- **SOURCE DOCUMENT**:
Sending data to the Neural Network
----------------------------------

Once a database is loaded, n2d2 use :py:class:`n2d2.provider.DataProvider` to provide data to the neural network.

The :py:class:`n2d2.provider.DataProvider` will automatically apply the :py:class:`n2d2.transform.Transformation` to the dataset. 
To add a transformation to the provider, you should use the method :py:meth:`n2d2.transform.Transformation.add_transformation`.

.. autoclass:: n2d2.provider.DataProvider
        :members:
        :inherited-members:

Example
-------

In this example, we will show you how to create a :py:class:`n2d2.database.Database`, :py:class:`n2d2.provider.Provider` and apply :py:class:`n2d2.transformation.Transformation` to the data.

We will use the :py:class:`n2d2.database.MNIST` database driver, rescale the images to a 32x32 pixels size and then print the data used for the learning.

- **INFORMATION SUPPLIED**:
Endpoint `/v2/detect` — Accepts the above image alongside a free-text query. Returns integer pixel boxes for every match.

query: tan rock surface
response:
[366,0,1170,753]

- **GIVEN TASK**:
Continue the n2d2 documentation on sending data to the neural network, starting right after its last sentence.

- **RESULT OF THE TASK**:
.. testcode::

        # Loading data
        database = n2d2.database.MNIST(data_path=path, validation=0.1)

        # Initializing DataProvider
        provider = n2d2.provider.DataProvider(database, [32, 32, 1], batch_size=batch_size)

        # Applying Transformation
        provider.add_transformation(n2d2.transform.Rescale(width=32, height=32))

        # Setting the partition of data we will use
        provider.set_partition("Learn")

        # Iterating other the inputs
        for inputs in provider:
                print(inputs)